- [What you should do]: The entries that follow need to be retyped verbatim.

- [Records for processing]:
Start of Block

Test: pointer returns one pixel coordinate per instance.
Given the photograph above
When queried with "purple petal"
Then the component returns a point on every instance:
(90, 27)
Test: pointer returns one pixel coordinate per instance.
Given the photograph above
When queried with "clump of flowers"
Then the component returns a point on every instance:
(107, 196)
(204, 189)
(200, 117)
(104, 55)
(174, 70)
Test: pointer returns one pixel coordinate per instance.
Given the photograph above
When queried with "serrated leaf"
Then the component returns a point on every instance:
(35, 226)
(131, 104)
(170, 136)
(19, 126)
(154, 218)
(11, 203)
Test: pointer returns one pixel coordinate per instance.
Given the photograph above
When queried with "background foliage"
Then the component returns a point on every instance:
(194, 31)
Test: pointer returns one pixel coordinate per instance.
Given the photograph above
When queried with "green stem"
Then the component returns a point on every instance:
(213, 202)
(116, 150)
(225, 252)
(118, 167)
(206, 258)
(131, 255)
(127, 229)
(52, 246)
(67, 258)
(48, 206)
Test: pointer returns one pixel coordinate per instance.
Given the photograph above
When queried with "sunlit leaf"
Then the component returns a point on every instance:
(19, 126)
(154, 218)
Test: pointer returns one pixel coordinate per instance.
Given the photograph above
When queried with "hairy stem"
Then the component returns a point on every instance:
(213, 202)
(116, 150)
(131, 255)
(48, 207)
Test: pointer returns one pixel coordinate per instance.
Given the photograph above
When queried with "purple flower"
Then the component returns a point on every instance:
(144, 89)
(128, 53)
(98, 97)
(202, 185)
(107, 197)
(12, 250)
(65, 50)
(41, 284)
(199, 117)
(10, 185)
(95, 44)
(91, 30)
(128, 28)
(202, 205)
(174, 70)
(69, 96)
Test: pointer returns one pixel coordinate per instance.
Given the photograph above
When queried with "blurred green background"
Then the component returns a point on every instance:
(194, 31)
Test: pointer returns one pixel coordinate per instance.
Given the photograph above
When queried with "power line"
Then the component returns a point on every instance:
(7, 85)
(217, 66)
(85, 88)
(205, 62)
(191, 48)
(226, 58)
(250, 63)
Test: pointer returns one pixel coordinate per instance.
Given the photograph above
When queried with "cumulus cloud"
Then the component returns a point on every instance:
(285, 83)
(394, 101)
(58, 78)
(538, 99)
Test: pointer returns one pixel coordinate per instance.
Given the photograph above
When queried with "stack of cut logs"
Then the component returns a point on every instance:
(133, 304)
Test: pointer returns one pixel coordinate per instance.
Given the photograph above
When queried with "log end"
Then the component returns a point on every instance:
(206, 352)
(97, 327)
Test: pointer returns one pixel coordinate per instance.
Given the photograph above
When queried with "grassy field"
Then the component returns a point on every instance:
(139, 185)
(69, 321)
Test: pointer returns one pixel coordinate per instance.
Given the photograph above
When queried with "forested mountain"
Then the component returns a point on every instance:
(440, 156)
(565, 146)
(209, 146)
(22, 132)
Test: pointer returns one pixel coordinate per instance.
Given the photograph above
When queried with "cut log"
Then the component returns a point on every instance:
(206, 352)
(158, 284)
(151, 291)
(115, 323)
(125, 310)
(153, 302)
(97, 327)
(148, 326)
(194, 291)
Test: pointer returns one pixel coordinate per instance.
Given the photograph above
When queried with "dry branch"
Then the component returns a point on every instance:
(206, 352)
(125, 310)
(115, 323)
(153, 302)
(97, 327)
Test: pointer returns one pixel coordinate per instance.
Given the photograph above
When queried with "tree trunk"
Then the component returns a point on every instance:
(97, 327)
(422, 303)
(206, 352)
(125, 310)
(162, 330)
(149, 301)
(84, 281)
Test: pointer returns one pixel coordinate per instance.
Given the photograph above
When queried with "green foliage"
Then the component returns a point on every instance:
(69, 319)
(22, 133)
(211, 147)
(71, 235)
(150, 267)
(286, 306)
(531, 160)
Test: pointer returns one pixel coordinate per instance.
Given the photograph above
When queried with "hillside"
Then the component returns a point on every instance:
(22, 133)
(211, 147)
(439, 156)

End of Block

- [Exercise result]:
Test: pointer returns one pixel coordinate per instance.
Given the photograph above
When queried with "purple petal"
Then the component returns a point on every instance:
(90, 27)
Test: pointer returns one pixel coordinate per instance.
Given the photograph above
When queried with "clump of flowers"
Then the component returns a point on every instance:
(107, 196)
(204, 189)
(200, 117)
(104, 55)
(174, 70)
Test: pointer returns one pixel coordinate per instance.
Given the photograph above
When queried with "serrated leaf"
Then the component returns a point on every instance:
(35, 226)
(131, 104)
(170, 136)
(19, 126)
(154, 218)
(11, 203)
Test: pointer returns one pixel coordinate per instance.
Given the photograph above
When queried with "background foliage"
Then the component returns a point on every instance:
(194, 31)
Test: pointer returns one pixel coordinate per instance.
Given the photograph above
When queried with "green stem"
Then the component returns a point on every instance:
(213, 202)
(116, 150)
(225, 252)
(118, 167)
(206, 258)
(131, 255)
(127, 229)
(52, 246)
(67, 258)
(48, 206)
Test: pointer returns one pixel coordinate per instance.
Given the photograph above
When queried with "sunlit leaf"
Then the component returns a point on every instance:
(19, 126)
(154, 218)
Test: pointer returns one pixel coordinate per instance.
Given the photograph above
When queried with "hairy stem"
Then the component returns a point on every instance:
(213, 202)
(116, 150)
(131, 255)
(48, 207)
Test: pointer returns one pixel coordinate per instance.
Given the photograph above
When queried with "purple flower"
Then the component returns a point on every instance:
(144, 89)
(128, 53)
(98, 97)
(202, 185)
(107, 197)
(12, 250)
(65, 50)
(41, 284)
(199, 117)
(10, 185)
(95, 44)
(91, 30)
(128, 28)
(202, 205)
(174, 70)
(69, 96)
Test: pointer returns one pixel coordinate per instance.
Given the photograph above
When queried with "blurred green background"
Then the component returns a point on every instance:
(194, 31)
Test: pointer returns one pixel coordinate per instance.
Given the photograph above
When queried with "power line"
Then the component returns a point on every instance:
(7, 85)
(217, 66)
(85, 88)
(205, 62)
(191, 48)
(226, 58)
(250, 63)
Test: pointer returns one pixel coordinate per instance.
Given the photograph above
When queried with "cumulus cloud"
Then the component returns a point on every instance:
(285, 83)
(394, 101)
(58, 78)
(538, 99)
Test: pointer returns one pixel coordinate per instance.
Given the photograph above
When queried with "stack of cut logs"
Then the component returns a point on every instance:
(133, 304)
Test: pointer returns one pixel coordinate per instance.
Given the photograph above
When queried with "log end"
Then the component returns a point on every instance:
(206, 352)
(97, 327)
Test: pointer returns one pixel coordinate per instance.
Given the photograph above
When queried with "grassy field"
Then the component returns a point on every instance:
(139, 185)
(69, 321)
Test: pointer returns one pixel coordinate per instance.
Given the photograph above
When queried with "forested mountain"
Then the component returns a point on every instance:
(440, 156)
(565, 146)
(209, 146)
(22, 132)
Test: pointer returns one pixel coordinate per instance.
Given the photograph above
When queried with "cut log"
Then the component returns a point on every instance:
(206, 352)
(158, 284)
(151, 291)
(115, 323)
(125, 310)
(153, 302)
(97, 327)
(148, 326)
(194, 291)
Test: pointer returns one pixel coordinate per instance.
Given the photograph above
When queried with "dry branch"
Then the component returns a point on every instance:
(206, 352)
(125, 310)
(115, 323)
(153, 302)
(97, 327)
Test: pointer returns one pixel coordinate per instance.
Given the photograph above
When queried with "tree trunk"
Then the component returns a point on every instance:
(97, 327)
(422, 303)
(206, 352)
(125, 310)
(162, 330)
(149, 301)
(84, 281)
Test: pointer returns one pixel coordinate per instance.
Given the photograph above
When queried with "green foliage"
Then the component returns a point on every instance:
(69, 319)
(22, 133)
(211, 147)
(71, 235)
(150, 267)
(286, 306)
(531, 160)
Test: pointer returns one pixel coordinate per instance.
Given the photograph above
When queried with "hillside"
Then the component returns a point on every instance:
(22, 133)
(211, 147)
(439, 156)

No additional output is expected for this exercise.